Copy the entries below verbatim, line for line, without leaving any of them out.
[BEGIN Data records]
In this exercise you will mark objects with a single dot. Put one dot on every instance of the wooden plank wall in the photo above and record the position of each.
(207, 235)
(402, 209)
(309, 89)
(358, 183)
[END Data records]
=== Final answer ===
In this exercise you will mark objects with a single dot. Put one dot on every instance of the wooden plank wall in the photo above and record the position of each.
(207, 235)
(402, 209)
(309, 89)
(358, 183)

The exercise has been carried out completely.